10.01.2023
Soru: Bu oturumda Bedava kavramını ele alacağız. “Bedava nedir? Sizin için bedava nedir?”
Hasan: Kişinin kendisinde bir çoğalmaya yol açan şeylerin karşılığında ekonomik, fiziksel, düşünsel, duygusal olarak bedel ödememesini anlıyorum. Görünürde bu değişimlerde takas edilen şeyler için taraflardan biri ya da birileri adına artış, diğer taraf ya da taraflar adına azalış gözlenmektedir. Bu takas işleminin gerçekleştiği anda bedel ödenmesi görülmüyorsa bedava diyoruz.

The Dance to the Music of Time – Nicolas Poussin
Ayda: İlk soruya ek olarak bir soru daha iliştirmek istiyorum, sence bu kavrama neden ihtiyaç duyduk?
Uhri: Bir kavramın somut veya soyut olduğunu ayırmak için; insanı doğadan çıkartırsak kavram yaşıyorsa kavramı somut, insanla birlikte o kavram da kayboluyorsa soyut kavramdır diye ayırıyorum. Bu ayrım ile bedava soyut bir kavramdır. Bu kavram, gizleme ihtiyacımızı karşıladığı için icat ettiklerimizden gibi görünüyor. Neleri gizliyor? Sahiplenmeyi, mülkiyeti, takası, bedelleşmeyi gizliyor. Daha yalın ifadeyle Kapitalizmi ve bencilliği gizliyor.
Ayda: Sanat eseri bedava mıdır?
Mesut: Sanat eserinin üretildiğinde bir değeri var ve bu ücretsiz. Sonradan değer biçiyoruz. Afrikalı sanatçı Usman, mekânsal yerleştirme ile Afrika’nın çeşitli bölgelerine bulduğu taş, kemik vb objeler ile yaratıp bıraktığı eserlerini toplanıp sergiliyor. Bunun sanatsal bir icraat olduğu sonradan anlaşılıyor. Ben çok sonrasında ciddi bedel ödeyerek gezebilmiştim. Kavramı nesneden kaynaklanan değerden değil, sonradan biçtiğimiz bedel üzerinden düşünüyoruz.
Ayda: Beleş bedava mıdır?

> [Görev] Bedava kavramı üzerine yapılan sohbetteki “Bu ayrım ile bedava soyut bir kavramdır.” cümlesini İngilizceye çevirin.

> [Veri listesi]

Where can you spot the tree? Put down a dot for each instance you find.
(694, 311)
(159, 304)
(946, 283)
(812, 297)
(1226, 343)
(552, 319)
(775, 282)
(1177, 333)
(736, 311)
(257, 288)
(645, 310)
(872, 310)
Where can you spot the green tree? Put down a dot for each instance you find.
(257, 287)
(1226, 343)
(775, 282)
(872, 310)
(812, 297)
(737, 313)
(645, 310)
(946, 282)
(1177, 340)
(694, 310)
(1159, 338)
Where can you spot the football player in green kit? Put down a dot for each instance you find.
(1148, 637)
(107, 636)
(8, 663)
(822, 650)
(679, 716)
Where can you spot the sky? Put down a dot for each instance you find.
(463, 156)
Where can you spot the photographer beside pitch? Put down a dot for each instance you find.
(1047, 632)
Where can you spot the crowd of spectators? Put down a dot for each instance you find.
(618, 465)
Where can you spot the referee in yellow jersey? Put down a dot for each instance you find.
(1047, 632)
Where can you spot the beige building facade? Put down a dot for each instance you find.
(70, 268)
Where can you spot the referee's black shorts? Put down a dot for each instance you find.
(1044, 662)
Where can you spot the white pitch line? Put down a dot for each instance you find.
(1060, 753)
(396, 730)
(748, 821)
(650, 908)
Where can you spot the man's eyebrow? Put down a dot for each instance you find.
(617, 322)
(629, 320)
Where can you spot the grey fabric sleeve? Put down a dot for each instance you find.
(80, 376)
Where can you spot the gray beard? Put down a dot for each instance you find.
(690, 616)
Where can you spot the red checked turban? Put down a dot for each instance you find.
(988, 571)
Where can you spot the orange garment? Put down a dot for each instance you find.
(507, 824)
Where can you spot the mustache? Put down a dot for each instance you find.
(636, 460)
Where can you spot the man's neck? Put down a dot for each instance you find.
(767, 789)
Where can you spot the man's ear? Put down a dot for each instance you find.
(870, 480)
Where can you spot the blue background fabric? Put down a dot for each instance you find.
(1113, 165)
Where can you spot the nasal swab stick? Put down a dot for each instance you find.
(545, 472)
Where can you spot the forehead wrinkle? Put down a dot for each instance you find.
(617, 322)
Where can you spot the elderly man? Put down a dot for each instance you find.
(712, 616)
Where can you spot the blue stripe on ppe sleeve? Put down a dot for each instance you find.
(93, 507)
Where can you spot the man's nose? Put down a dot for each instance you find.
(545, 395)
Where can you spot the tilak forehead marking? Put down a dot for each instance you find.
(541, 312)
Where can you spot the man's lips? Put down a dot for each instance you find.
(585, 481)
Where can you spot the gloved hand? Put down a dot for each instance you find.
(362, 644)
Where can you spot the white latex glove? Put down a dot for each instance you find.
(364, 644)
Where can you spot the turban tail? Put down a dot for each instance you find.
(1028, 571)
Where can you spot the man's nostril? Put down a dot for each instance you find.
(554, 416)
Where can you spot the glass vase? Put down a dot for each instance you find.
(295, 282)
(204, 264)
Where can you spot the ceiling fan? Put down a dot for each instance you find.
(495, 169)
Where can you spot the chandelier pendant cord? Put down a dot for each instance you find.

> [Yanıt] By this distinction, "free" is an abstract concept.